▶ _TASK DESCRIPTION_: Copy exactly the lines of the data below that run from the line holding "[ ] identify the blue" through the line holding "[ ] identify the yellow", both ends included.

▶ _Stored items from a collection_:
===============

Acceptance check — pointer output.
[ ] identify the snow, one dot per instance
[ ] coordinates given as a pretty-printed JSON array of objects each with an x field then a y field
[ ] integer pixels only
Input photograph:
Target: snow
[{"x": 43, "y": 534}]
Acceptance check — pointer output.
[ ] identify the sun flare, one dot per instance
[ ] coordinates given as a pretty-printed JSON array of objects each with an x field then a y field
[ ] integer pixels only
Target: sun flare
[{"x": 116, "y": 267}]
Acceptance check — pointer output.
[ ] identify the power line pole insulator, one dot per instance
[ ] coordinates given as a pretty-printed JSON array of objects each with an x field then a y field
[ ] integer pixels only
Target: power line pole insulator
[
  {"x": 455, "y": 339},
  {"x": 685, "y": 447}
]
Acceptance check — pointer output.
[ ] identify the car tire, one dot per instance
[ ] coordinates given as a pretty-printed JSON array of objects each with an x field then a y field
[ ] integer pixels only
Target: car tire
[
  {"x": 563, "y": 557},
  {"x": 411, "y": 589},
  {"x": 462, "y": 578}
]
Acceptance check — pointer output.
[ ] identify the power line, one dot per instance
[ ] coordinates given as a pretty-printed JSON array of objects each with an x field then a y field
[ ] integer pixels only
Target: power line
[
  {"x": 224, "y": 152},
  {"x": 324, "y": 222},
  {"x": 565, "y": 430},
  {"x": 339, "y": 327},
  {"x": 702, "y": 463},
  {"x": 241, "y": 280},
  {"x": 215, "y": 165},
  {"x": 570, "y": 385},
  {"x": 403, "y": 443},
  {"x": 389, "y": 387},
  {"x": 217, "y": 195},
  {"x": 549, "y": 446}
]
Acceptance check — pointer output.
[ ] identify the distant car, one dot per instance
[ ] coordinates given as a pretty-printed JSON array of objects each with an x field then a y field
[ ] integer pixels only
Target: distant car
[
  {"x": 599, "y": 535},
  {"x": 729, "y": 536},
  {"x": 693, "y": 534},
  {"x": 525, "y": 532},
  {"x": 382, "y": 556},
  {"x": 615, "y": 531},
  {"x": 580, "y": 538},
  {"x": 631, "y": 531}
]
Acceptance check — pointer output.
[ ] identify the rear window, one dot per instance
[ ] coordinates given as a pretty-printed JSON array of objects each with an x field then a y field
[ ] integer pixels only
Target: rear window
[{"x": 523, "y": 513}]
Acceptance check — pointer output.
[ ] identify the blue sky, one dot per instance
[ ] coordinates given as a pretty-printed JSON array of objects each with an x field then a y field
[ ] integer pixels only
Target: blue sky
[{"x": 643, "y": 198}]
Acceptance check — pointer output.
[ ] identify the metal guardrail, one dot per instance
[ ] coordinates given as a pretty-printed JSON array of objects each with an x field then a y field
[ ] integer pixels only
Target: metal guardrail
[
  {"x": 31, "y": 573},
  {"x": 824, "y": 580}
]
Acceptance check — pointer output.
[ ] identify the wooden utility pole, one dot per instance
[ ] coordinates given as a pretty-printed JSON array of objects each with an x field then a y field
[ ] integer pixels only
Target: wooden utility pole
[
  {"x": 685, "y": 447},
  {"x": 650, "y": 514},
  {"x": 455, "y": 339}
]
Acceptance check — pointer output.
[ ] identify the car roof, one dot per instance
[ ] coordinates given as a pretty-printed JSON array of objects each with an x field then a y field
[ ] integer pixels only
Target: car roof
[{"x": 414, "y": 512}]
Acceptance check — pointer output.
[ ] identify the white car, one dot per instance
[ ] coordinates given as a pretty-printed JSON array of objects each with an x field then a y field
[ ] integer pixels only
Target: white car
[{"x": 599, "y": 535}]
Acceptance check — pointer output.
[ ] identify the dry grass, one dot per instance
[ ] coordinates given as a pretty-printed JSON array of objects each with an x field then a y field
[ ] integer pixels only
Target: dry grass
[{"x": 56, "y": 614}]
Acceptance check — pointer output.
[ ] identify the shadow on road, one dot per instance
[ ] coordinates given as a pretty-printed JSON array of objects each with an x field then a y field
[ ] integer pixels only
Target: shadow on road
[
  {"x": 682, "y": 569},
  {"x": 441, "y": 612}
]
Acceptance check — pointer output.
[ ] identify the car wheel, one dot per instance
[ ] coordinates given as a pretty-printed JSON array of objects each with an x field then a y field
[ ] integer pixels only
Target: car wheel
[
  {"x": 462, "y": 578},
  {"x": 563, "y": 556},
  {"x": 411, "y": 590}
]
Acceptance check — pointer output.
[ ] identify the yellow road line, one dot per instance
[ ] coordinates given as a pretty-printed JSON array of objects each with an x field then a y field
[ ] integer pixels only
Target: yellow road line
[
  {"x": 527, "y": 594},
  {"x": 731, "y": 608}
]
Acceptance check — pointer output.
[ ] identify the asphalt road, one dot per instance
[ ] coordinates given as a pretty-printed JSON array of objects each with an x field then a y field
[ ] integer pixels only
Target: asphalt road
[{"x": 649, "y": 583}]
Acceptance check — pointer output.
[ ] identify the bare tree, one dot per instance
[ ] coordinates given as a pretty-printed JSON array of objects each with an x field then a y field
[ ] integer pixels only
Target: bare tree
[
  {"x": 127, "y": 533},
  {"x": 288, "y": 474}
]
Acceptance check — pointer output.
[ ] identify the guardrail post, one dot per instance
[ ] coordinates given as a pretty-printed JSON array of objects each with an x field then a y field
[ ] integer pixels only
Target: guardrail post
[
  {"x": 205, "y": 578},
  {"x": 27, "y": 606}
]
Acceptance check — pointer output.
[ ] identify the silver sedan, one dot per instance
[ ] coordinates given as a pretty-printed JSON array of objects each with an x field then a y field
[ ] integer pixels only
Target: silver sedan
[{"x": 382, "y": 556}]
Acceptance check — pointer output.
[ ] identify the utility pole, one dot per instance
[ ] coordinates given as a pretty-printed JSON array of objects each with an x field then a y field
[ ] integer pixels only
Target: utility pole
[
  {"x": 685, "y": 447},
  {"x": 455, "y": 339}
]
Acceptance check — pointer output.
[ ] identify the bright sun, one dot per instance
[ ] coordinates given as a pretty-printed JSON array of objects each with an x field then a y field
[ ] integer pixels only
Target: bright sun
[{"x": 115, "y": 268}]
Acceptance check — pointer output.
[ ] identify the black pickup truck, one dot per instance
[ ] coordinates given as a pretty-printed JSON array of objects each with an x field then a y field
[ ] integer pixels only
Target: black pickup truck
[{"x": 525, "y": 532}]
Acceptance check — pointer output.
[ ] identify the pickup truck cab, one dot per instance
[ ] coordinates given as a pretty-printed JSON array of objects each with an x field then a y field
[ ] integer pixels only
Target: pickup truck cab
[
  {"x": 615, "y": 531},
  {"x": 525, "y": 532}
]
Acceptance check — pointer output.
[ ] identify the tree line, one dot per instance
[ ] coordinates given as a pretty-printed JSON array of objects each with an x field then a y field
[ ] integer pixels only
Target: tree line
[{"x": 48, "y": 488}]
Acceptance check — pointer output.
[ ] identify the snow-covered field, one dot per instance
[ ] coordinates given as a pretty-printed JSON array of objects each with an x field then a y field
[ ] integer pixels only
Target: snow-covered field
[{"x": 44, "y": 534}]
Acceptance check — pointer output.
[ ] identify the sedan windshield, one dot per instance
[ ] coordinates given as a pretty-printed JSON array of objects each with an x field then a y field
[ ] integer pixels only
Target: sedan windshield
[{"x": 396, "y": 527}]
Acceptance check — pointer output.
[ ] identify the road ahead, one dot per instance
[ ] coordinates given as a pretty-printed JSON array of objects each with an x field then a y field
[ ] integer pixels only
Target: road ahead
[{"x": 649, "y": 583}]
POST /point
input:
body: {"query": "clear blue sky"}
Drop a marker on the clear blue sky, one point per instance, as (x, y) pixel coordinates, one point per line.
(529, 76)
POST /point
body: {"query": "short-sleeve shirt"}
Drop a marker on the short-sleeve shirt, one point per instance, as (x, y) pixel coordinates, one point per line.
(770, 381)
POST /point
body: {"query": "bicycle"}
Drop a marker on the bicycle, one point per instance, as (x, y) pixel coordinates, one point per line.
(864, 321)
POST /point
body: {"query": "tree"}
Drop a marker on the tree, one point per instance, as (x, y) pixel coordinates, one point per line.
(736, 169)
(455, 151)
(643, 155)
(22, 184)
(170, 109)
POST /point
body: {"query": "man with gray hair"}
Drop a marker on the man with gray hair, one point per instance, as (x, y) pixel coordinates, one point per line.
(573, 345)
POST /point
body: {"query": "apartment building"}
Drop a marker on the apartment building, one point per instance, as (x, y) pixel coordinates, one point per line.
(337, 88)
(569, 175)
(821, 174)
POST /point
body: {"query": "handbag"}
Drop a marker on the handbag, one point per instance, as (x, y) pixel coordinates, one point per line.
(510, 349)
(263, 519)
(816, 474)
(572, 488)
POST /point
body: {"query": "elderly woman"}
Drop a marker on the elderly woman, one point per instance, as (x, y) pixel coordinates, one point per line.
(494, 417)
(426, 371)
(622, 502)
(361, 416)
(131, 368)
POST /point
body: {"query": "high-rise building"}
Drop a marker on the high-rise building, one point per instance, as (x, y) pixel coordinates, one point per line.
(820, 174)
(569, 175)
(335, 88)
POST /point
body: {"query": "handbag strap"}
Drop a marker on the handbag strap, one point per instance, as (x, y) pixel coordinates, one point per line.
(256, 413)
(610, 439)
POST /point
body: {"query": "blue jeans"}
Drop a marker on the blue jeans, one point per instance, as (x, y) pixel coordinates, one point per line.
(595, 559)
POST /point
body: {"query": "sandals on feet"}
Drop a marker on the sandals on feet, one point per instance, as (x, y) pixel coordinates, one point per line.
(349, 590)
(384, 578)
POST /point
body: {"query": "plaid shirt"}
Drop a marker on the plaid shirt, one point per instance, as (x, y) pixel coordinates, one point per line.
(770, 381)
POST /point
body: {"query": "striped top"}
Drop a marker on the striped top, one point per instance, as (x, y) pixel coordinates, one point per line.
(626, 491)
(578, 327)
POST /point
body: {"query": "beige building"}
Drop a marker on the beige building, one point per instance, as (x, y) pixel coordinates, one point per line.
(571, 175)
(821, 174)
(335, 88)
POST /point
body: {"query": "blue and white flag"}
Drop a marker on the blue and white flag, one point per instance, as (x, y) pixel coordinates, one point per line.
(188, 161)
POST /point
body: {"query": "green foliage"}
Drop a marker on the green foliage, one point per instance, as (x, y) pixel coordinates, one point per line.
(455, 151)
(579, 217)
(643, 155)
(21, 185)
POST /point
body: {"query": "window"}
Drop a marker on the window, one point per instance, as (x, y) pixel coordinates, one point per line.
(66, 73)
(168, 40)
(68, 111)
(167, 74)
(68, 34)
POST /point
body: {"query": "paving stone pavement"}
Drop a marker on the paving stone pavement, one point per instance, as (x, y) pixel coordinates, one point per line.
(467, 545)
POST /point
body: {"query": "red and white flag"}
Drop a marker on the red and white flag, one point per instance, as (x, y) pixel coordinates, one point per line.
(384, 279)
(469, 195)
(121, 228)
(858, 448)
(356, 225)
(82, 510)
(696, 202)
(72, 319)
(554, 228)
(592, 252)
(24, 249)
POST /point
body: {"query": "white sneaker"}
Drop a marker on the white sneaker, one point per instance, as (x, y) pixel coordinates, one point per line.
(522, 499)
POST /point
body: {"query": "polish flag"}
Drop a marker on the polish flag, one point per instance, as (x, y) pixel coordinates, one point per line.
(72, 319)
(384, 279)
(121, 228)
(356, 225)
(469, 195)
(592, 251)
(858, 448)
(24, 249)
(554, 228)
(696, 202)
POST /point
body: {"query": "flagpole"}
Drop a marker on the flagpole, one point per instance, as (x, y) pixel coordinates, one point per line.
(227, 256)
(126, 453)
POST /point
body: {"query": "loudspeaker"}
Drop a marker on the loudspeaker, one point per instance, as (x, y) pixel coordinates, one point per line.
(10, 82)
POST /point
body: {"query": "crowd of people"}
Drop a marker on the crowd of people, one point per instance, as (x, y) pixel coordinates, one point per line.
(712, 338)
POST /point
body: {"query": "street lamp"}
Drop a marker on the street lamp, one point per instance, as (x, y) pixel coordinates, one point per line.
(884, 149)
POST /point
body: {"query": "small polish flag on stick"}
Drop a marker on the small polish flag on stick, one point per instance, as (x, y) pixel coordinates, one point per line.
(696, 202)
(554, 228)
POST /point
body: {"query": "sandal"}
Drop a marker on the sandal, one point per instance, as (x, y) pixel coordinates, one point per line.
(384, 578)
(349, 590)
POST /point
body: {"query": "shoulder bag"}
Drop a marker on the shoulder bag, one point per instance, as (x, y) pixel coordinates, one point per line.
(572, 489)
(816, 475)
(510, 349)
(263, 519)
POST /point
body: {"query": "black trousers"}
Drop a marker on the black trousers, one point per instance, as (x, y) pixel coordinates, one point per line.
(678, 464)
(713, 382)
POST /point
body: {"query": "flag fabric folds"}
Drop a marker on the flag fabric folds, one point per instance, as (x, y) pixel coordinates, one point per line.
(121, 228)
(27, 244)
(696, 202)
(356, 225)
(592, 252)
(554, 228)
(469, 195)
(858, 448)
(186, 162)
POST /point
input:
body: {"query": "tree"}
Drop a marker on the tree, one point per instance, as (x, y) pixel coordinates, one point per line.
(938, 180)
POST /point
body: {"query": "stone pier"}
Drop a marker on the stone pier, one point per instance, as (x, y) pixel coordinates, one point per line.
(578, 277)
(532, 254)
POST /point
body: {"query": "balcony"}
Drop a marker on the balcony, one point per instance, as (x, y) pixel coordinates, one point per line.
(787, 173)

===============

▶ _SOLUTION_:
[ ] identify the blue sky, one dot per instance
[ ] coordinates given as a pretty-printed JSON array of objects each with an x field then a y field
[ ] integer pixels only
Target: blue sky
[{"x": 643, "y": 198}]
Acceptance check — pointer output.
[ ] identify the metal guardrail, one dot per instance
[ ] coordinates given as a pretty-printed JSON array of objects each with an x field then a y field
[ ] integer pixels only
Target: metal guardrail
[
  {"x": 31, "y": 573},
  {"x": 824, "y": 580}
]
Acceptance check — pointer output.
[ ] identify the wooden utility pole, one dot per instance
[ ] coordinates given as a pretty-printed JSON array of objects each with an x field then a y field
[ ] integer pixels only
Target: wooden utility pole
[
  {"x": 685, "y": 447},
  {"x": 650, "y": 514},
  {"x": 455, "y": 339}
]
Acceptance check — pointer output.
[ ] identify the car roof, one dot per instance
[ ] coordinates given as a pretty-printed JSON array of objects each with an x field then a y field
[ ] integer pixels only
Target: car roof
[{"x": 414, "y": 512}]
Acceptance check — pointer output.
[ ] identify the white car, one dot per instance
[ ] coordinates given as a pretty-printed JSON array of objects each with an x field then a y field
[ ] integer pixels only
Target: white car
[{"x": 599, "y": 535}]
Acceptance check — pointer output.
[ ] identify the dry grass, one dot per instance
[ ] coordinates given as a pretty-printed JSON array of objects each with an x field then a y field
[ ] integer pixels only
Target: dry grass
[{"x": 56, "y": 614}]
Acceptance check — pointer output.
[ ] identify the shadow on road, one dot per instance
[ ] coordinates given as a pretty-printed JSON array of objects each with an x field then a y field
[ ] integer pixels only
Target: shadow on road
[
  {"x": 682, "y": 569},
  {"x": 441, "y": 612}
]
Acceptance check — pointer output.
[ ] identify the car wheel, one dot per instance
[ ] coordinates given as a pretty-printed JSON array of objects each with an x field then a y field
[ ] integer pixels only
Target: car wheel
[
  {"x": 462, "y": 578},
  {"x": 563, "y": 556},
  {"x": 411, "y": 590}
]
Acceptance check — pointer output.
[ ] identify the yellow road line, one dot per instance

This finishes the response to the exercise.